---------- Extracted records ----------

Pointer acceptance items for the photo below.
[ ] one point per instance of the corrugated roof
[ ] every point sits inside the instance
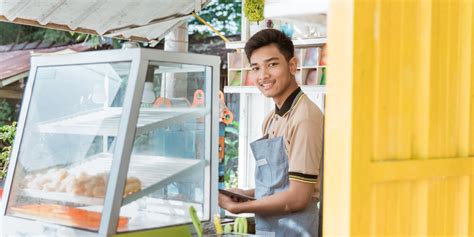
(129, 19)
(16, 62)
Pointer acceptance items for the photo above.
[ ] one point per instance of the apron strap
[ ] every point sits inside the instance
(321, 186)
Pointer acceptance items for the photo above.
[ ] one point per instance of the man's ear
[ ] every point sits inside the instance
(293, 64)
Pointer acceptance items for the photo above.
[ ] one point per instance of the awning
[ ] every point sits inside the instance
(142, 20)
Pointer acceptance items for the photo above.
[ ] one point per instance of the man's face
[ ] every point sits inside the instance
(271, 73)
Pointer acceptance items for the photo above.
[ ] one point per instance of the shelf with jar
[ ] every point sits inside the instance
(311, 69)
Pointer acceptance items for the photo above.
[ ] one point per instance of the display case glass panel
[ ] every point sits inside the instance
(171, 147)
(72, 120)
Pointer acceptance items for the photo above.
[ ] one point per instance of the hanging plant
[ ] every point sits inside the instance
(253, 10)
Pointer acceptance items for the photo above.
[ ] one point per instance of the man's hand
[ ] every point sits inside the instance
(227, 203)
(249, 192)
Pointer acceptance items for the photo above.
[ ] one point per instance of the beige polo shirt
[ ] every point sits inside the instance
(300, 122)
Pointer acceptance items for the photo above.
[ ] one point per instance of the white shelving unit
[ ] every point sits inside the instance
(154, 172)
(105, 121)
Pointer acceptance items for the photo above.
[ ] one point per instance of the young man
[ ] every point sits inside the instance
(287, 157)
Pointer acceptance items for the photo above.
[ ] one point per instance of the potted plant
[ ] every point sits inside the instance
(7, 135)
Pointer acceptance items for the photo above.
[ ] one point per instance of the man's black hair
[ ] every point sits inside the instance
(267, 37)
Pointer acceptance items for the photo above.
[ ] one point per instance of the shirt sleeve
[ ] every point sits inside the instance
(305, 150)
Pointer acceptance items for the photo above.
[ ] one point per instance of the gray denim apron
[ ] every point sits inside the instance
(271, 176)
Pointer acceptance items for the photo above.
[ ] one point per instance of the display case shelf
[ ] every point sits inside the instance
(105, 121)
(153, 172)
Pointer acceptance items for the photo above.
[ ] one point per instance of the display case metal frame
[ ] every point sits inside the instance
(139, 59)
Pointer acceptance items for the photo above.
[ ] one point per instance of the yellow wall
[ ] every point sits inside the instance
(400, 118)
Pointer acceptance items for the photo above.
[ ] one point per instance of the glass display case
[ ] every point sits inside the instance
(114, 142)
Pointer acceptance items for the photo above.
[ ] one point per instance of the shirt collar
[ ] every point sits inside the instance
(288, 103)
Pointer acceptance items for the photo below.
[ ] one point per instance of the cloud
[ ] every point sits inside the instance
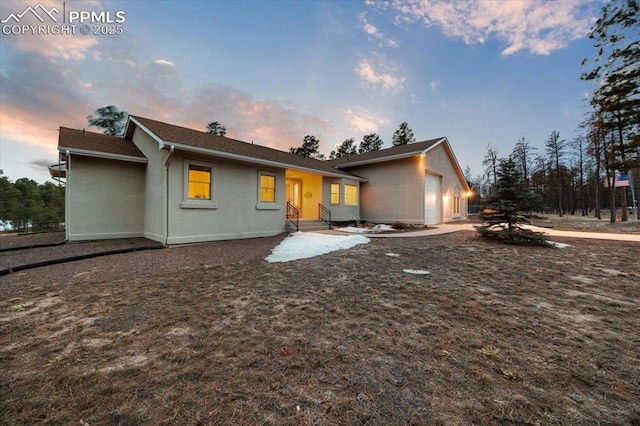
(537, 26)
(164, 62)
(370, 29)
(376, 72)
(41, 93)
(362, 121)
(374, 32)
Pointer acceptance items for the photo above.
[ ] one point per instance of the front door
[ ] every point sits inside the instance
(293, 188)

----------

• **Request**
Without the pictures, copy the material exactly as given.

• **Output of the exercise**
Pointer acceptance items for the photo below.
[ ] one point per instance of the corrugated roof
[ ] every point sits inside the instance
(129, 19)
(16, 62)
Pointer acceptance items for the photo above.
[ ] one point per instance of the apron strap
[ ] every point sits inside the instance
(321, 186)
Pointer acceptance items for the photo above.
[ ] one point per instance of the man's ear
[ ] every point sits inside the instance
(293, 64)
Pointer acceptance items for the photo above.
[ ] one point per instance of the awning
[ ] every point sits inside the instance
(142, 20)
Pointer acceptance items for the photo above.
[ ] one point per instance of the man's face
[ ] every point sits inside the instance
(271, 73)
Pointer acceptance items for the photo above.
[ ] one point per instance of the shelf with jar
[ ] every point sits inside the instance
(311, 69)
Pointer acceptance items for the photo above.
[ ] one point per instance of the display case glass panel
[ ] every point sits inside the instance
(171, 147)
(72, 120)
Pointer acceptance items for the photo above.
[ ] one point per instance of the hanging plant
[ ] every point sits inside the instance
(253, 10)
Pointer acceptance items for the photo above.
[ ] one point per instance of the man's hand
[ ] every point sits inside the instance
(227, 203)
(249, 192)
Pointer acceptance items for the photo above.
[ ] one point per instance of the beige polo shirt
[ ] every point sits inside the instance
(300, 122)
Pointer acceptance items for the photo above.
[ ] one point per instance of the white shelving unit
[ ] every point sits inside the instance
(154, 172)
(105, 121)
Pointer acceptance items for the photo above.
[ ] one point per instance of the young man
[ ] every point sits inside the instance
(287, 157)
Pointer acceptance items for the photo above.
[ ] one point per instance of the potted plant
[ ] every point sits inside the instance
(7, 135)
Pointer acceptance items for the photo above.
[ ] one point per instance of the man's black hair
[ ] every point sits inside the instance
(267, 37)
Pointer acceptance items for the photo above.
[ ] one point per instance of the shirt sleeve
[ ] every point sits inside the instance
(305, 150)
Pointer acceptance items for the photo above.
[ ] one point per instance of the gray denim apron
[ ] every point sits inside the instance
(271, 176)
Pointer acceptance items for the photo above.
[ ] one point per instance of the display case shelf
[ ] every point sits inside the instance
(105, 121)
(153, 172)
Pointer acceptance items for the photo above.
[ ] one point per instance of the display case metal frame
[ ] every point sits inside the instance
(139, 59)
Pointer acceptance items for the photo above.
[ ] one point per instance of the yellow wall
[ ] every point sits inside the instance
(400, 118)
Pointer acceptance items for the photo above.
[ ] one point per instance of the glass display case
[ ] every point sits inside the instance
(114, 142)
Pointer acceptance items for the photo above.
[ ] one point per instance of the shirt collar
[ ] every point sits inside the instance
(288, 103)
Pointer acceptance items for the photo below.
[ ] one point per instance of the cloud
[ ] every point sits inside the instance
(537, 26)
(164, 62)
(370, 29)
(376, 72)
(41, 93)
(362, 121)
(374, 32)
Pointer acceptance items for the photo above.
[ ] one point per instance of the front door
[ ] every point sits inside the instance
(293, 188)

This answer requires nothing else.